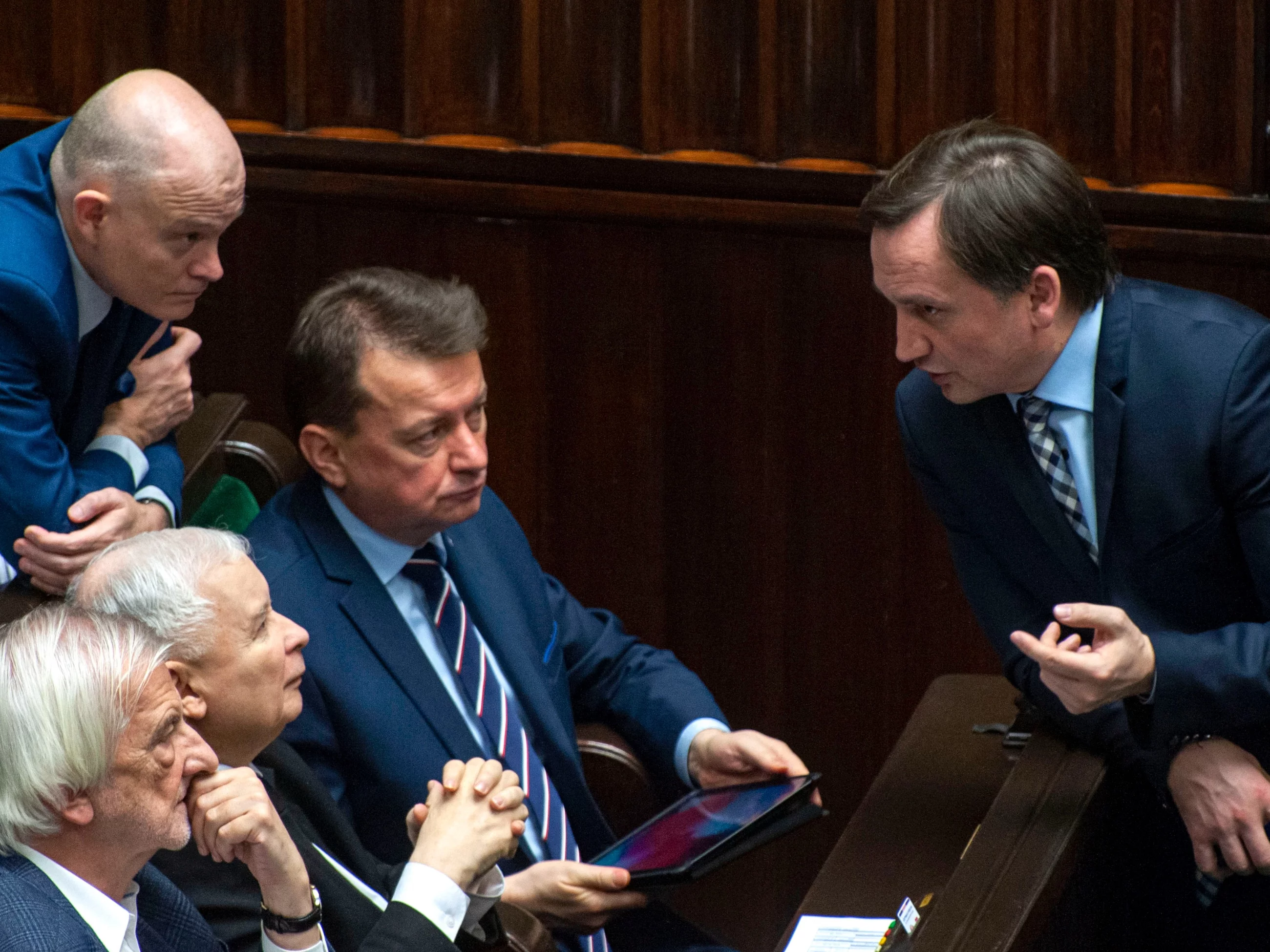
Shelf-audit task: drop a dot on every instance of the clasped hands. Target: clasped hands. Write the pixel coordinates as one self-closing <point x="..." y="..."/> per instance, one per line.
<point x="162" y="400"/>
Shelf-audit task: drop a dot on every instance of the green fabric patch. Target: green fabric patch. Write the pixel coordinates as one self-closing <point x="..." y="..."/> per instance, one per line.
<point x="230" y="506"/>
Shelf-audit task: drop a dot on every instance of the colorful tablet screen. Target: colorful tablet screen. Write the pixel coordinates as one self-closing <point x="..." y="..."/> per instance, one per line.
<point x="699" y="824"/>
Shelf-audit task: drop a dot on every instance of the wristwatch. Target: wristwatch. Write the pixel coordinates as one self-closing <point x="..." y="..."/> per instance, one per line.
<point x="282" y="925"/>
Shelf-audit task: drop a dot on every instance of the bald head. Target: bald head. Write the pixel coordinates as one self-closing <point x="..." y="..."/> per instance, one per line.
<point x="143" y="125"/>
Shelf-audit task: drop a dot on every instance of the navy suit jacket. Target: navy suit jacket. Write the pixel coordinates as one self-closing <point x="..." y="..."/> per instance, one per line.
<point x="378" y="724"/>
<point x="54" y="387"/>
<point x="36" y="917"/>
<point x="1182" y="455"/>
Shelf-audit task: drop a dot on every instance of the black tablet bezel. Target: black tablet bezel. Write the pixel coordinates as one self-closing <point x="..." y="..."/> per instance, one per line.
<point x="671" y="875"/>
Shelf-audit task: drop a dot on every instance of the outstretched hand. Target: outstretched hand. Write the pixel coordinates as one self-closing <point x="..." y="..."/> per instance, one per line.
<point x="1119" y="663"/>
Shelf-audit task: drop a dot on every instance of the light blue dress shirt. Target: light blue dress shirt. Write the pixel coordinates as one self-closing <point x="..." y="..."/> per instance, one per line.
<point x="1070" y="387"/>
<point x="386" y="559"/>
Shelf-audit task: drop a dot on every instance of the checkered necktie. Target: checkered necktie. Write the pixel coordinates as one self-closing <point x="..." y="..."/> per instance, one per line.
<point x="489" y="702"/>
<point x="1052" y="459"/>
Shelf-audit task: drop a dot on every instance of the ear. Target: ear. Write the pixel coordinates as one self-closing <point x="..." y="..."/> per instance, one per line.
<point x="191" y="700"/>
<point x="1046" y="296"/>
<point x="88" y="211"/>
<point x="78" y="810"/>
<point x="322" y="446"/>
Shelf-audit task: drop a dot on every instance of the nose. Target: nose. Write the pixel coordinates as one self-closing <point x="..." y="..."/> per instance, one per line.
<point x="911" y="342"/>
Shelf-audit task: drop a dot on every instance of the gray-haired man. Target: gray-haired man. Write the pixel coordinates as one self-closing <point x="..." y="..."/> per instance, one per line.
<point x="238" y="667"/>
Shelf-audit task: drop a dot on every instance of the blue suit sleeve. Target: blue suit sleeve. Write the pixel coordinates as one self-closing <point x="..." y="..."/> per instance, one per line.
<point x="642" y="692"/>
<point x="1220" y="681"/>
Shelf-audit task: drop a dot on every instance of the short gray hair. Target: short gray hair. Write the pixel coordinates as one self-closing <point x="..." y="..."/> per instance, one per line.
<point x="70" y="681"/>
<point x="155" y="578"/>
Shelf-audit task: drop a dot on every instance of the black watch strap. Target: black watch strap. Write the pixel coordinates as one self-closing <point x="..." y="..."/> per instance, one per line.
<point x="282" y="925"/>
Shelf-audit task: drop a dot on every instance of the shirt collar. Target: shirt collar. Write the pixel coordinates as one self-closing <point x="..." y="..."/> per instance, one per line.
<point x="386" y="556"/>
<point x="1070" y="381"/>
<point x="109" y="921"/>
<point x="93" y="302"/>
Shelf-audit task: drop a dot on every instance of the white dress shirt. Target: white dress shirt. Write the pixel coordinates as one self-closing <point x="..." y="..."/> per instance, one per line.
<point x="386" y="559"/>
<point x="113" y="923"/>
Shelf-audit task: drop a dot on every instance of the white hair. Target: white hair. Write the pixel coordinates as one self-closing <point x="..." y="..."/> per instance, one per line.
<point x="70" y="681"/>
<point x="155" y="578"/>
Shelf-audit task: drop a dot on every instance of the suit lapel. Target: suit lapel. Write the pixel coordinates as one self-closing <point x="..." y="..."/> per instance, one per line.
<point x="1109" y="379"/>
<point x="1028" y="484"/>
<point x="375" y="616"/>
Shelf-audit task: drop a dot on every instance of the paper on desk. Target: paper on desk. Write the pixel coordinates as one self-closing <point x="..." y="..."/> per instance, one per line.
<point x="837" y="933"/>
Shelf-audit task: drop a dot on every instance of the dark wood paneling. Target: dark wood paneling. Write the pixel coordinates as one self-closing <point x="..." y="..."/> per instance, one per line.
<point x="354" y="74"/>
<point x="709" y="75"/>
<point x="464" y="64"/>
<point x="1063" y="73"/>
<point x="591" y="71"/>
<point x="1193" y="92"/>
<point x="943" y="66"/>
<point x="827" y="79"/>
<point x="235" y="54"/>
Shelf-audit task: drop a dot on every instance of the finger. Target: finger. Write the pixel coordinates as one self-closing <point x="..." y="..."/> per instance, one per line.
<point x="488" y="777"/>
<point x="154" y="339"/>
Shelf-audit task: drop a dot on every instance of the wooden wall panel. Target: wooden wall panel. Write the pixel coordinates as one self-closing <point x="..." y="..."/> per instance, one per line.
<point x="1061" y="81"/>
<point x="591" y="71"/>
<point x="709" y="97"/>
<point x="827" y="83"/>
<point x="464" y="66"/>
<point x="354" y="64"/>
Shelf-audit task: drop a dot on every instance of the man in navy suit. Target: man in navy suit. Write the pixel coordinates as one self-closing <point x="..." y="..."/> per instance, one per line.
<point x="435" y="634"/>
<point x="93" y="773"/>
<point x="1090" y="438"/>
<point x="108" y="232"/>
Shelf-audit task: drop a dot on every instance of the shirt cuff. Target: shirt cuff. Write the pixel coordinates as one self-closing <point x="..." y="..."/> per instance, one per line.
<point x="268" y="945"/>
<point x="433" y="895"/>
<point x="125" y="447"/>
<point x="160" y="498"/>
<point x="484" y="894"/>
<point x="686" y="737"/>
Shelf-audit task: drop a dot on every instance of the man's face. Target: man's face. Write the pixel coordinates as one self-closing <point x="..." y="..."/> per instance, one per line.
<point x="143" y="804"/>
<point x="971" y="344"/>
<point x="416" y="465"/>
<point x="251" y="677"/>
<point x="157" y="247"/>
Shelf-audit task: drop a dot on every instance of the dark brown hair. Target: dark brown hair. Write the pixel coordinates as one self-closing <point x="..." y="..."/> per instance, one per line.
<point x="1009" y="205"/>
<point x="373" y="308"/>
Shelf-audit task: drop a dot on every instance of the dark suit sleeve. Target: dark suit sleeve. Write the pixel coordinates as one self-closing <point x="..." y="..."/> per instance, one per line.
<point x="1002" y="606"/>
<point x="642" y="692"/>
<point x="1220" y="681"/>
<point x="39" y="480"/>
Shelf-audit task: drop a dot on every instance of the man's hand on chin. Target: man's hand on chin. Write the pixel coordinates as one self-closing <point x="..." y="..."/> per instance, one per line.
<point x="720" y="760"/>
<point x="52" y="559"/>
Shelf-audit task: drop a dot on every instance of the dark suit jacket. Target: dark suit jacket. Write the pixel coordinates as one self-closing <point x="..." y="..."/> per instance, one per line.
<point x="229" y="898"/>
<point x="54" y="387"/>
<point x="1182" y="451"/>
<point x="378" y="724"/>
<point x="36" y="917"/>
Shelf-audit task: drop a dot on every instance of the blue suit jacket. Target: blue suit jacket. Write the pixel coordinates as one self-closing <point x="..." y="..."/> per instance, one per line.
<point x="36" y="917"/>
<point x="378" y="724"/>
<point x="1182" y="452"/>
<point x="54" y="387"/>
-.-.-
### Prompt
Can you copy out, word for word, the stretch of lines from the one containing "jacket. Target: dark" through the last line?

### The reply
Shelf-audit task: drop a dot on every instance of the dark suit jacket. Target: dark suit jacket. Write the pixel coordinates as one self-closing <point x="..." y="..."/> per instance, one per line.
<point x="229" y="898"/>
<point x="54" y="387"/>
<point x="1182" y="451"/>
<point x="378" y="724"/>
<point x="36" y="917"/>
Shelf-audit task: drop a dot on every instance of the blue suit jacket. Target: blue suit jacket. Write the pixel coordinates as one self-closing <point x="..." y="..."/> per instance, one per line.
<point x="36" y="917"/>
<point x="378" y="724"/>
<point x="1182" y="452"/>
<point x="54" y="387"/>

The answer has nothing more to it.